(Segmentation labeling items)
--- Start ---
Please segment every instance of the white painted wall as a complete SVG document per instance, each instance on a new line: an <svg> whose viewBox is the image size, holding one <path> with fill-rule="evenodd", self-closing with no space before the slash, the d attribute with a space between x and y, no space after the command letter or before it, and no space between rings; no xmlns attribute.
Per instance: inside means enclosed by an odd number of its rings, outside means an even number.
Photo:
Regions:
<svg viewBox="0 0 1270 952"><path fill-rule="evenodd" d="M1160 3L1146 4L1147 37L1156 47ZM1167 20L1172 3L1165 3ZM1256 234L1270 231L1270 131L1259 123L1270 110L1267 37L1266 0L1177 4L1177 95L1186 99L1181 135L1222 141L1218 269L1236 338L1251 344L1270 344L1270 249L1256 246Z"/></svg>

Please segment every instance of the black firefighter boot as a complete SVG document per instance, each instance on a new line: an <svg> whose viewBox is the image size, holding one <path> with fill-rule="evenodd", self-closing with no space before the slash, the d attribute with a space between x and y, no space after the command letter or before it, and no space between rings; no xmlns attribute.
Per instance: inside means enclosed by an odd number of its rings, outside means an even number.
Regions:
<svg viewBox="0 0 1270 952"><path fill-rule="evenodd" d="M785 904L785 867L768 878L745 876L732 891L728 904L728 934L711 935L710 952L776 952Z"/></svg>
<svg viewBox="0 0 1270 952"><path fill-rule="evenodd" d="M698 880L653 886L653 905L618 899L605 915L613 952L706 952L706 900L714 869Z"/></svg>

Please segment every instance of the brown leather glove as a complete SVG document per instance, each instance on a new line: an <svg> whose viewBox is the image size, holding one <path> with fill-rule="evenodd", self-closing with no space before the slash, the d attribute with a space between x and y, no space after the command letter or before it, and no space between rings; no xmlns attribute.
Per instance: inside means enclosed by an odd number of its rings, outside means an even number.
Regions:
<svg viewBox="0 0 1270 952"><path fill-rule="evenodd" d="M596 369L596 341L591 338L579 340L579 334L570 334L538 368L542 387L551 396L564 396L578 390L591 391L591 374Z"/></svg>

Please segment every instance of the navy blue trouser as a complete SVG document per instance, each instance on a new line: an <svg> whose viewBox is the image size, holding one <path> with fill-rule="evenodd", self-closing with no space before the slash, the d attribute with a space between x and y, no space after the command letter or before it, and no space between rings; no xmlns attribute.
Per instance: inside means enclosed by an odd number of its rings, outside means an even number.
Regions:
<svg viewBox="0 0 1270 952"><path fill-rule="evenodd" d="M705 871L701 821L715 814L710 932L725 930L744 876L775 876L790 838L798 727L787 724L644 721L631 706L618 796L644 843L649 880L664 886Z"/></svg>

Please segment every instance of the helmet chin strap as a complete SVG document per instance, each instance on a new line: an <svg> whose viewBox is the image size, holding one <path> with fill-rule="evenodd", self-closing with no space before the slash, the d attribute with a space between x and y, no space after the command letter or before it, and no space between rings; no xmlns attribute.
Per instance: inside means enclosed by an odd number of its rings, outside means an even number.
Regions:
--- End ---
Can you rewrite all the items above, changing "brown leather glove" to "tan work glove" and leaving everything else as it is?

Please segment every instance of the white painted wall as a complete SVG document per instance, each instance on a new line: an <svg> whose viewBox is the image size, holding one <path> with fill-rule="evenodd", self-closing with no space before the slash, the d attribute with a space between x and y, no space after the command letter or before it, and no space between rings; no xmlns attribute.
Per instance: inside means enclosed by an odd number of its rings, outside means an even number.
Photo:
Regions:
<svg viewBox="0 0 1270 952"><path fill-rule="evenodd" d="M1160 3L1146 4L1147 37L1156 47ZM1167 20L1172 3L1165 3ZM1256 234L1270 231L1270 131L1259 123L1270 110L1267 37L1266 0L1177 4L1177 95L1186 99L1181 135L1222 141L1218 269L1236 338L1251 344L1270 344L1270 249L1256 246Z"/></svg>

Please segment every instance of the black firefighter boot as a complete SVG document per instance, each instance on a new line: an <svg> whose viewBox is the image size, holding one <path> with fill-rule="evenodd", self-closing with no space before the slash, the d attribute with a space between x and y, no space after the command letter or before it, and no space between rings; no xmlns attribute.
Per instance: inside means enclosed by an odd number of its rings, outside means an even number.
Regions:
<svg viewBox="0 0 1270 952"><path fill-rule="evenodd" d="M785 904L785 867L768 878L745 876L732 891L728 904L728 934L711 935L710 952L776 952Z"/></svg>
<svg viewBox="0 0 1270 952"><path fill-rule="evenodd" d="M698 880L653 886L653 905L618 899L605 915L613 952L706 952L706 900L714 869Z"/></svg>

Please segment every instance of the tan work glove as a complete SVG document per instance, each instance on a new line: an <svg> whose viewBox is the image size, holding one <path> with fill-rule="evenodd", self-closing with no space before the slash, the d attribute with a space between x and y, no space after the command letter or before it, and no space between rings; no xmlns attribute.
Per instance: inside means enclosed by an odd number of its rings, outside means an even number.
Regions:
<svg viewBox="0 0 1270 952"><path fill-rule="evenodd" d="M596 369L596 341L591 338L579 340L579 334L570 334L538 368L542 387L551 396L564 396L578 390L591 391L591 374Z"/></svg>

Please segment every instance of the navy blue trouser as a complete SVG document per instance, each instance on a new line: an <svg> whose viewBox is the image size, holding one <path> with fill-rule="evenodd", self-closing with no space before the slash, the d attribute with a space between x and y, no space after the command letter or before it, and no space between rings; no xmlns attribute.
Per instance: inside means enclosed by an odd number of its rings, outside means an even number.
Regions:
<svg viewBox="0 0 1270 952"><path fill-rule="evenodd" d="M705 871L701 821L715 814L710 932L725 930L744 876L775 876L790 838L798 727L787 724L644 721L631 706L618 796L644 843L649 880L664 886Z"/></svg>

Please segment every instance of the helmet chin strap as a complete SVG document per instance, each instance on a new line: an <svg> whose viewBox is the image size, holding one <path> with fill-rule="evenodd", self-closing with no space before the slash, the d attribute with a space between x and y, no space after the command letter or before it, and no space between rings; no xmlns attribute.
Per instance: inside means enclosed by an odd number of its rings, outside means an even number.
Regions:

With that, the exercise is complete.